_Records from a collection_
START

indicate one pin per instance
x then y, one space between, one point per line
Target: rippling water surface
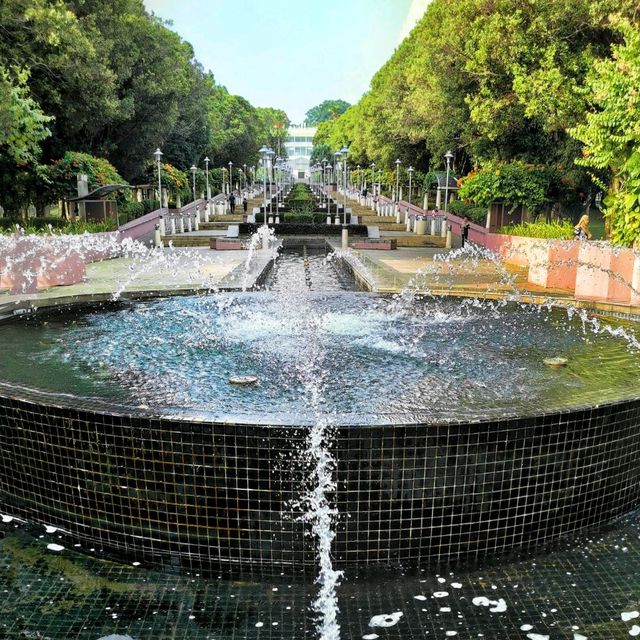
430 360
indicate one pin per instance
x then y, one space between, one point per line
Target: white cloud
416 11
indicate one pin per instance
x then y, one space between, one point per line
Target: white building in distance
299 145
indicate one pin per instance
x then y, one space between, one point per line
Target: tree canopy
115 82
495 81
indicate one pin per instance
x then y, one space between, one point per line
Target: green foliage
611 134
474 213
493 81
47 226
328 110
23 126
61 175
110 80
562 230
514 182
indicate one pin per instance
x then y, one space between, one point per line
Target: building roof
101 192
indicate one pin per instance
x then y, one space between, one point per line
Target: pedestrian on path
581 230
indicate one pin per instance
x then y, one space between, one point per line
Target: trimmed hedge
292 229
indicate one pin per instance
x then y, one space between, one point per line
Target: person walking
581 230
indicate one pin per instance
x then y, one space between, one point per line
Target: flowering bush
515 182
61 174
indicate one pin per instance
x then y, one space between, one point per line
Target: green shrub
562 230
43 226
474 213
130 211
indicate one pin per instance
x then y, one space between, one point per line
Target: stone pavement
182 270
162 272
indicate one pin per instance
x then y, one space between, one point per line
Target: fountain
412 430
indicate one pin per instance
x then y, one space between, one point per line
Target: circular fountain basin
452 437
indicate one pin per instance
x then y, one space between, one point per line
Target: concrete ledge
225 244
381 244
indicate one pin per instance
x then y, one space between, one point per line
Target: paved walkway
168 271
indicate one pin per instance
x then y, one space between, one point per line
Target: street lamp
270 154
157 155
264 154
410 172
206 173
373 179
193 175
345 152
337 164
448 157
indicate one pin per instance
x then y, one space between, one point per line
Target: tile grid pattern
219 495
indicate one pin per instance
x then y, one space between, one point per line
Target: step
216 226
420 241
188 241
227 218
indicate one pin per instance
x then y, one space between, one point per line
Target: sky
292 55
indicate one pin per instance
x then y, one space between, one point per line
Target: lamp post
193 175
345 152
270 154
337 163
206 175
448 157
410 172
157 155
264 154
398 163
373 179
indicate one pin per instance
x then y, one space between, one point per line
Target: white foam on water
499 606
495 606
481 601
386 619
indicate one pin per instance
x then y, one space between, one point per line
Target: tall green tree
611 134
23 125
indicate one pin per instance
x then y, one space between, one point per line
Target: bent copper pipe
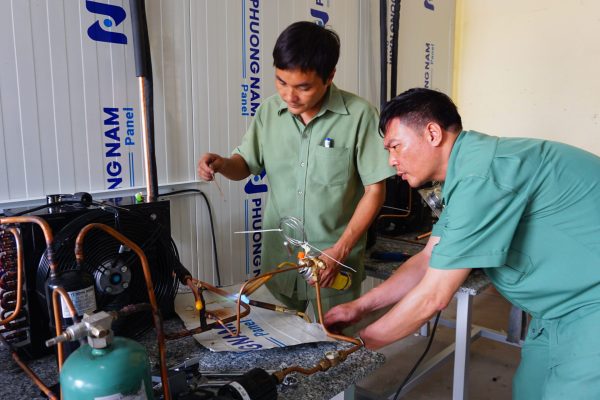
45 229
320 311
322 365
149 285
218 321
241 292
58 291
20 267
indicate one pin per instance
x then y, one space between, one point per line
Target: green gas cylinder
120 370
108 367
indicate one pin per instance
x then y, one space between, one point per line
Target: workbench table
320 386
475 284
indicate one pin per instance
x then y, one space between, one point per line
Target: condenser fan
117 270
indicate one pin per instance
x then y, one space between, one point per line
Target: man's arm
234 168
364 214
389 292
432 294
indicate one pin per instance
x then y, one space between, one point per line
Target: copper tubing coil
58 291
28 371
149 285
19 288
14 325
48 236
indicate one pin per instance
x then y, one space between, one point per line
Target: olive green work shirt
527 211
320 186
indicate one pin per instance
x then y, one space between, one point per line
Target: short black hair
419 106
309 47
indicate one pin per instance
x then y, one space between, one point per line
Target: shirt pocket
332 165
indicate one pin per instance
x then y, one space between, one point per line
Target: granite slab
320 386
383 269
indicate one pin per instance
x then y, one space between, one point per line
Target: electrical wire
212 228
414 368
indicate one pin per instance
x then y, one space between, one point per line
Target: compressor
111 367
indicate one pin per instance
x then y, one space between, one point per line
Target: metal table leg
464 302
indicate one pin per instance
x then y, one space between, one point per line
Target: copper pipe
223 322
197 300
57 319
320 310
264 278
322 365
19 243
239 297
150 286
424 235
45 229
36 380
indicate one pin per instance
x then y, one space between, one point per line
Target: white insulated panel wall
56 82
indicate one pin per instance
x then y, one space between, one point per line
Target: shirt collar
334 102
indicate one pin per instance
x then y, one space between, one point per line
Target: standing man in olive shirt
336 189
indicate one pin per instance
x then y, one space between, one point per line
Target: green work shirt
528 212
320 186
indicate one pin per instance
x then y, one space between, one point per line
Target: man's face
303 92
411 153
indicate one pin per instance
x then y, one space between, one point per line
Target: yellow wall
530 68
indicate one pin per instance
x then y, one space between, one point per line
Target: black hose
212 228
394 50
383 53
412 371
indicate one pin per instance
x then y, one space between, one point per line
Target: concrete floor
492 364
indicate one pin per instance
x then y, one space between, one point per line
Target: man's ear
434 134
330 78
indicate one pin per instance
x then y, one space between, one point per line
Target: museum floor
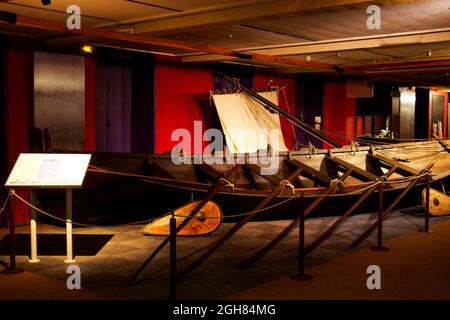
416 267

END

_Directive_
Restate the records word for word, omitting images.

_The answer_
indicate one pin per instance
x then y, one space between, one point per line
Target: rippling water surface
430 360
indicate one pin per instance
x then y, one space between, one point per line
Target: white cloud
416 11
indicate one pin per instance
x then y, one space between, one point per line
Target: white building in distance
299 145
indicate one pin per instance
x then y, one space between, one point per line
Target: tree canopy
115 82
495 81
indicate one pin per instance
x then y, one space between, one point per line
Target: green foliage
611 134
474 213
493 81
47 226
328 110
23 126
61 175
110 80
562 230
514 182
indicate one pin per instance
x then y, one space between, one point per line
Target: building roof
101 192
indicate one pin per instance
x then y, one space between, one point per line
Target: pedestrian on path
581 230
indicate one pin per instance
x then y, one space between, one point per line
Target: trimmed hedge
292 229
indicate one pin per instance
x then y, one space between, one point per line
Target: person walking
581 230
indicate one pin per instance
x then y, one space between, one point per line
Target: flowering bush
515 182
61 174
indicate one pin per instance
x then y, one space between, one point per line
Target: green shrub
562 230
43 226
474 213
130 211
indicate one pin per instance
x then y, one space between, one point per line
Target: stone pavement
182 270
162 272
indicate one pin per instance
x then y, one space between, one point per line
Target: fountain
412 430
indicate one pin per instance
x then y, one space between, one point per line
Target: circular fountain basin
452 437
indicate one pin per instance
x then y, one space between, one point per line
Target: concrete ledge
225 244
381 244
indicate one pin per instance
x then y, one space between, one point per line
Target: paved walkway
168 271
indicate one pin per instance
x then y, one space between, one point per line
Target: street lamp
270 154
157 155
264 154
410 172
206 173
373 179
193 175
345 152
337 164
448 157
indicate one pin per instance
x then y, one space between, one point per line
Target: tile grid pattern
219 495
indicate one pin per instance
x then y, one space between, one point per line
Target: step
216 226
420 241
188 241
227 218
indicate one pin per instance
x then y, one space between, one point per line
Target: sky
292 55
indicate one pin per instance
x then y, one space between, one point per line
Target: lamp post
193 175
345 152
270 154
337 163
206 175
448 157
410 172
157 155
264 154
398 163
373 179
indicate one pin per instance
x then y, one space between, one point per line
Target: white foam on water
499 606
495 606
481 601
386 619
indicate one pin per instance
x then y, one space between, one point per line
Target: tall green tree
611 134
23 125
indicate one pin per instance
x then y, one space between, one point per line
Target: bent copper pipe
45 229
320 311
322 365
149 285
218 321
241 292
58 291
20 267
indicate one pin per instance
x then y, one space between, one point per line
Target: green gas cylinder
120 370
108 367
indicate one pin per instance
x then y, one space between, one point per line
Target: workbench table
320 386
475 284
indicate one pin per instance
x then y, one space between, one point per line
Target: condenser fan
117 270
indicate one pin per instance
x then y, one space between, one point per line
Target: man's arm
234 168
364 214
389 292
432 294
indicate one pin per instance
x then y, one space between, one point per line
Target: copper tubing coil
58 291
28 371
149 285
19 288
14 325
48 236
indicate one pin per instance
x then y, one space between, one point per line
Target: olive green work shirt
527 211
320 186
indicate one pin per instance
x then y, one space between, one point per line
Target: short black hair
419 106
309 47
indicate one pin per instance
x then y, one space between, one point per line
Target: shirt pocket
332 165
indicate one pin per instance
x then y, one space between, one point per line
Target: granite slab
320 386
383 269
indicate one pin per instance
x then y, one space between, one point per line
Target: electrical wire
212 228
414 368
indicate one pin per instance
x then y, one space between, one point per line
Target: compressor
111 367
indicate one pin per instance
x then y, one space between, one point per line
Target: metal table leg
464 302
indicate one pin per instance
x then y, one space between, one point per line
Target: copper pipe
223 322
197 300
57 319
320 310
264 278
322 365
19 243
239 297
150 286
424 235
45 229
36 380
indicate one pin per instance
x then y, one space between, one point per line
Target: white insulated panel wall
56 82
indicate one pin per instance
x then y, one space between, one point per line
Target: shirt collar
334 102
indicate one pin per instance
x then y, one space between, one point per line
Target: standing man in olive shirt
336 189
indicate one pin per instance
x then y, one space between, one point per line
Target: green work shirt
528 212
320 186
indicate one pin per instance
x then y, one space between, one point per line
Target: man's face
303 92
411 153
indicate one pin per instance
x then y, one space between, one point per line
Target: yellow wall
530 68
indicate one pin per instance
x then y, one space between, one point per line
Target: black hose
212 228
394 50
383 53
412 371
indicate one pin per instance
x then y, one space between, one point per line
Target: concrete floor
492 364
indicate one pin per instance
x then y, one space between, one point per line
Target: man's ear
434 134
330 78
indicate one pin per instance
x then y, one space between, one point per line
Target: museum floor
416 267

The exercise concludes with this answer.